<<<<

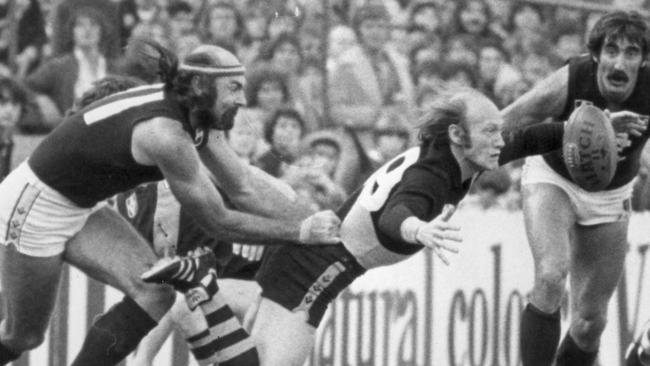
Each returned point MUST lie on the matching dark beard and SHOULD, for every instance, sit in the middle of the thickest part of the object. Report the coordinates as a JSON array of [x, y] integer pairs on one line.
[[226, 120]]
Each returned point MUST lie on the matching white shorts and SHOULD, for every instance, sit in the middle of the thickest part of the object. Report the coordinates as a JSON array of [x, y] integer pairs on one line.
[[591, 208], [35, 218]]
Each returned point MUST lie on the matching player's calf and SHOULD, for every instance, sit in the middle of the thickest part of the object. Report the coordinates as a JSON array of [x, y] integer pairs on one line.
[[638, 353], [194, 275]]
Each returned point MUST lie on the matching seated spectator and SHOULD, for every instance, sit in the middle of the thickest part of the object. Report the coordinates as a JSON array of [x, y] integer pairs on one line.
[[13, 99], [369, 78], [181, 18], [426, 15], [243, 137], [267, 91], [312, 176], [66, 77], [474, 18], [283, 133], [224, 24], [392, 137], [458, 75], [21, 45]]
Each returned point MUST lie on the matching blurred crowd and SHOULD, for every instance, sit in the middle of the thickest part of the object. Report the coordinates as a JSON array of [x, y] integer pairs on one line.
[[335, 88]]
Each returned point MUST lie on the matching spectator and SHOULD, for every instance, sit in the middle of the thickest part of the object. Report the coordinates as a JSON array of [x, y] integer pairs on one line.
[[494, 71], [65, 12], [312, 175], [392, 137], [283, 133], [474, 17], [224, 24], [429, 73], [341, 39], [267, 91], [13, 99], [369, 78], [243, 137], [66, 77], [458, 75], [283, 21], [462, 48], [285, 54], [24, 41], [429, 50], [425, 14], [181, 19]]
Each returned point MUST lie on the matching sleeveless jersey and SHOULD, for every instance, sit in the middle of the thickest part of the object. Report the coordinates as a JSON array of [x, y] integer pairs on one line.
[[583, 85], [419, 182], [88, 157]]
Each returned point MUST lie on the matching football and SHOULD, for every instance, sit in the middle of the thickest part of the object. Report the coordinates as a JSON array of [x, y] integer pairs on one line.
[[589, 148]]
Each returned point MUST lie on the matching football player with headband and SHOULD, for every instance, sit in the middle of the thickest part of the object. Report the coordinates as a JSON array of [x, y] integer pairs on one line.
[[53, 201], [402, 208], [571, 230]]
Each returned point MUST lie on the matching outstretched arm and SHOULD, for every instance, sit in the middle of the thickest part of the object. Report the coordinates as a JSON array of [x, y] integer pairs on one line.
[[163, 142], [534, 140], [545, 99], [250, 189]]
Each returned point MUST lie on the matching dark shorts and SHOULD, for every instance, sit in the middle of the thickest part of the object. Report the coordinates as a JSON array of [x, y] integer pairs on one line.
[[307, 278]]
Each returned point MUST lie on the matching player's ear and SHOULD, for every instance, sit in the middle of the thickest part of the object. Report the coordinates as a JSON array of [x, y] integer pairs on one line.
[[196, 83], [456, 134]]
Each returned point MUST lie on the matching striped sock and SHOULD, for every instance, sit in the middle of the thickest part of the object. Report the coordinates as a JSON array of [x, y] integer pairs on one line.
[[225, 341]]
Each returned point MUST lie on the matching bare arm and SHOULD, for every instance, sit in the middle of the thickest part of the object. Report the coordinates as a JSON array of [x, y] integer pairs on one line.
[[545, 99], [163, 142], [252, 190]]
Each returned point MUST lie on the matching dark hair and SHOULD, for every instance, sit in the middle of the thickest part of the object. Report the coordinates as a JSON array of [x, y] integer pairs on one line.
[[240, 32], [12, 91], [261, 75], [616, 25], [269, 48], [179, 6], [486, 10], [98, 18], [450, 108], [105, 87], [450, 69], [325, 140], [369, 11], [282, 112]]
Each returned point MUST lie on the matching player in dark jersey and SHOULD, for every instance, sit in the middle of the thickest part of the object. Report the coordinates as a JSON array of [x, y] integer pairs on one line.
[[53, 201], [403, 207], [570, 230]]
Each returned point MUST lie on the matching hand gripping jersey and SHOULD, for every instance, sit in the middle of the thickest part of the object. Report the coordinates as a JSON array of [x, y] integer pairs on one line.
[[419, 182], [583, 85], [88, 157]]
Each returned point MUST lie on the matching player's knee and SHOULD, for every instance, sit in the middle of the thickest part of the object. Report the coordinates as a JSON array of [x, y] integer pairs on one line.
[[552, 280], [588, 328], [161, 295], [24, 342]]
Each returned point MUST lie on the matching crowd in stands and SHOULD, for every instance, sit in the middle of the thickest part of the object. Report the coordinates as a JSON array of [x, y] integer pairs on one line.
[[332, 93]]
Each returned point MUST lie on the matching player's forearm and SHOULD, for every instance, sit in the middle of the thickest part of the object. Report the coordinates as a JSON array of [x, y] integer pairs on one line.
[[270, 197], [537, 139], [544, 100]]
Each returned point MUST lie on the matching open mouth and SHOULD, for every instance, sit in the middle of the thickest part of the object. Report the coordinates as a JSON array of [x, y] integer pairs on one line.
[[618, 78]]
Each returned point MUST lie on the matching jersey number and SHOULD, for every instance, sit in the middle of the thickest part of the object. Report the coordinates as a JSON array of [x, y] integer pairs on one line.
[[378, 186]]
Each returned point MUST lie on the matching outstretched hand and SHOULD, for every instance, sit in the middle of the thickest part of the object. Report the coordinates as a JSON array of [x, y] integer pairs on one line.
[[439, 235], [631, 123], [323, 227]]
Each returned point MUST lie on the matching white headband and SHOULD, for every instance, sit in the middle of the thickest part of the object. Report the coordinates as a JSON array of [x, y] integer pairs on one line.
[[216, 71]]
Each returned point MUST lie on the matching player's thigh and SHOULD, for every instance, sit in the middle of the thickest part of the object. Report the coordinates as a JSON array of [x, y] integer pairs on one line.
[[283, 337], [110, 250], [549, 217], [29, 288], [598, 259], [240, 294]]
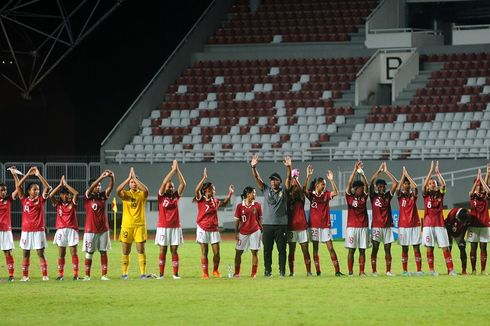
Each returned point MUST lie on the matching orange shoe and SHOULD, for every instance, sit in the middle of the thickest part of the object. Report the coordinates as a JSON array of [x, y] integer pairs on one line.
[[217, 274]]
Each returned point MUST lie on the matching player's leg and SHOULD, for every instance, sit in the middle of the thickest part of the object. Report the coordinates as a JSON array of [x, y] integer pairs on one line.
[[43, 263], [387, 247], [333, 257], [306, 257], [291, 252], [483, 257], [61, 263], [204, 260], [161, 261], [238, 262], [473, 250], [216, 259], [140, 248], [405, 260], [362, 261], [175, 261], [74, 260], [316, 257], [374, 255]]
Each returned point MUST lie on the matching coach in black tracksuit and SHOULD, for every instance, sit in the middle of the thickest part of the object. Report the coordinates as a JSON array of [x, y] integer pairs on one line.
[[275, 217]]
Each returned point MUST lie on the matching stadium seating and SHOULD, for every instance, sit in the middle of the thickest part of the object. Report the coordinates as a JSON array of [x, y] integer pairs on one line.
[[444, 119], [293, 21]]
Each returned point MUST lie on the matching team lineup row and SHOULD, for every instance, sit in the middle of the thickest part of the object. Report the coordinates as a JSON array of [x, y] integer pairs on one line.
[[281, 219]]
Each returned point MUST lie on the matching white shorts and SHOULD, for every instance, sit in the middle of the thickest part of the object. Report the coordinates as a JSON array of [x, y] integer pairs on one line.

>>>>

▸ Short task: Rewrite all the items above as one numbered list, skipping blank lines and leaving out the pictures.

▸ Worked solution:
1. Each returned point MUST lie on the matching dark beard and SHOULD, for every instance, sit in the middle of the thickest part of the object. Report the coordinates as a JSON array of [x, y] integer pairs on one line.
2. [[226, 120]]
3. Each returned point MUST lie on the matching white shorts and SHOULD, for every instance, sit in the middle of the thickest part of the object. Report the coordinates as a JSON array of [x, y] integer pairs on one line.
4. [[591, 208], [35, 218]]
5. Each returned point MUST lie on the matching player's calf and SHOULD, for every instance, sit in the middle of the thickest part of the object. Report the coordinates as a JSON array of [x, y] integer pairs on one line.
6. [[638, 353], [194, 275]]
7. Each returned point MUST lie on the matching seated spectator and SHOULD, for every instance, sit in the middle of the thickest part of the object. Report the coordinates as a JSON array of [x, y] integer pairs on one line.
8. [[13, 99], [369, 78], [181, 18], [426, 15], [243, 137], [267, 91], [312, 176], [66, 77], [474, 18], [283, 133], [224, 24], [392, 137], [458, 75], [21, 45]]
9. Each returned point MUST lie on the matching blurred crowd and SHOULD, for every instance, sit in the middle of the thickest part of the object. Report the coordinates as a JSON array of [x, y] integer pairs on one line.
10. [[335, 88]]
11. Each returned point MUST lie on the matching spectator and SHOULD, for every instance, sit in the middle of the thickest part of the object. Report the coordinates as a JSON array of [x, y] integer pairs on one line.
12. [[494, 71], [65, 12], [312, 175], [392, 137], [283, 133], [474, 17], [224, 24], [429, 73], [341, 39], [267, 91], [13, 99], [369, 78], [243, 137], [66, 77], [458, 75], [283, 21], [462, 48], [285, 54], [24, 41], [429, 50], [425, 14], [181, 19]]
13. Each returned point MUST lie on the matching sleeveless jersey and SHOULD, for every instance, sit in the middle of the thickest part of the object. Report the coordinates as a JSON array of [x, y] integer pairs on one line.
14. [[583, 85], [419, 182], [88, 157]]
15. Each returned point MUST lie on the matching football and SHOULD, for every instance, sit in the middle of the thickest part of the object. Report the coordinates as a JSON array of [x, y] integer pairs on one line.
16. [[589, 148]]
17. Each returned point MUST lie on the matching football player with headband and SHOULD, for every instance, sit in the middle of the thickest part of the object. Report the coordinates as a JSON array of [x, y] integer pairs on one line.
18. [[53, 201], [402, 208], [571, 230]]
19. Each returned point MUST lie on the matching outstretched arm and SHOULD, for every instance, sit in the middle of the thickest part of the object. Report the coordinates as a JSON array of [x, y] integer pairs on one line.
20. [[163, 142], [534, 140], [545, 99], [250, 189]]
21. Each returned point MUST lie on the matching dark shorts and SHOULD, for every instance, sit in the middle of the thickest part of the object. Report the coordinates as a JSON array of [x, y] integer pairs on one line.
22. [[307, 278]]
23. Each returned point MUST lie on the matching player's ear and SHOULD, for every instance, sit in the middle of the thickest part of the object. Report the coordinates as a JSON array of [x, y] integer pairs on one line.
24. [[196, 83], [456, 134]]
25. Each returned point MUST lie on the matching striped sock and SHOULD, for every instance, sit in the middle of the thickest part of the object. Report the coordinates as a JSON array of [x, y] integer pairs on one line.
26. [[225, 341]]
27. Each returned point MUST lie on the matching bare arm and SHOULD, for every instance, sit in the middle of the thickest part of the object. Report the coordinates as a JSON array of [x, y] integer pairs on one line.
28. [[545, 99], [163, 142], [252, 190]]
29. Each returned point MUST lie on the matching dark hair and SHOULD, for every instance, sit in the middle of the thickest part of the object. Report the coordinates as a JSON array of [x, y] integer pairs on one line.
30. [[240, 32], [12, 91], [261, 75], [616, 25], [269, 48], [179, 6], [486, 10], [98, 18], [450, 108], [105, 87], [450, 69], [325, 140], [369, 11], [282, 112]]
31. Each returned point MUST lie on the matching player in dark jersey and SHOULD, for every instance, sit in the middle of the thickest part of the object. Report the coordinates as a JSON array of [x, y] integer pairs on one line.
32. [[53, 201], [403, 207], [570, 230]]
33. Each returned point MUST lie on the matching hand gripping jersey and SHOULD, for every instance, sit in the middle of the thickest part of the object. Report the coordinates as a JSON array of [x, y] integer pairs on one line.
34. [[419, 182], [583, 85], [88, 157]]
35. Each returned point MUST lie on the matching player's knee and SHOULD, for every instance, sit in the middle of the thickest part of the object. Report the coordinates as a JSON array of [x, y] integer pairs on one line.
36. [[552, 280], [588, 328], [161, 295], [24, 342]]
37. Each returned point MUST lie on the matching crowd in stands and SHOULD, for every instance, sit in the middle of the thickest part of the object. Report the coordinates as a JSON array of [x, y] integer pairs on one line.
38. [[332, 93]]
39. Each returned point MUST lie on the matching player's forearm and SHOULD, for every instance, sit in the middle of the thickest part of the object. Report the coordinates as a JSON array of [x, y] integer pairs on one line.
40. [[270, 197], [537, 139], [544, 100]]
41. Each returned point MUST lie on the matching open mouth and SHOULD, for every instance, sit in the middle of the thickest part of the object. Report the coordinates as a JSON array of [x, y] integer pairs on one line.
42. [[618, 78]]
43. Each returned point MUST lie on the matching jersey number and SHOULD, for every instance, sit in the middle of the thickest part of the object. Report the coordinates as a JSON array of [x, y] integer pairs on one line.
44. [[378, 186]]
45. Each returned point MUST lie on the matching outstretched hand and SHOULD, for every instance, sit in the middle of the thickest part of the object. Report the coordinates as a JSON array of [x, y] integer pairs on one line.
46. [[439, 235], [631, 123], [323, 227]]
47. Each returned point MUST lie on the matching white headband and SHOULD, for every instance, sit in the middle of the thickest part of the object. Report the coordinates as a JSON array of [x, y] integer pairs on one line.
48. [[216, 71]]
49. Each returned point MUST lie on the matching player's thigh and SHOULD, for every instance, sit in the middle of the thickest part of the object. Report the coordinates as a JSON array of [x, y] integer pairs on one line.
50. [[283, 337], [110, 250], [549, 217], [29, 288], [598, 259], [240, 294]]
51. Each returned point MUST lie on the matching orange shoe and SHOULD, for every instance, sit in the middle of the thickest part of the object. Report the coordinates as a JSON array of [x, y] integer pairs on one line.
52. [[217, 274]]
53. Each returned point MUST lie on the matching player's leg and SHOULD, for every instance, sit in the middle of the thickest part of the object. Report the coordinates as a JSON array of [x, y] integer pairs on one line.
54. [[43, 263], [387, 247], [333, 257], [306, 257], [291, 252], [483, 257], [61, 263], [204, 260], [161, 261], [238, 262], [473, 250], [216, 259], [140, 248], [405, 260], [362, 261], [175, 261], [74, 260], [316, 257], [374, 255]]
55. Each returned point MUST lie on the matching coach in black tracksuit and SHOULD, for every instance, sit in the middle of the thickest part of the object. Report the coordinates as a JSON array of [x, y] integer pairs on one line.
56. [[275, 217]]
57. Each returned point MUST lie on the matching stadium seating and SHOULD, for every instance, sit in the middle of the thickest part of the object. Report the coordinates as a JSON array of [x, y] integer pairs on one line.
58. [[444, 119], [293, 21]]
59. Each returned point MUST lie on the matching team lineup row and SHOULD, for every instance, sit in the middle of the thickest part of the object. Report the coordinates as a JSON array of [x, y] integer pairs on one line.
60. [[281, 219]]
61. Each returned point MUST lie on the matching white shorts and SHOULD, for every instance, sit in the middle of the thickest part of the object. Report the coordinates as a JSON array of [x, y] integer pairs on one line.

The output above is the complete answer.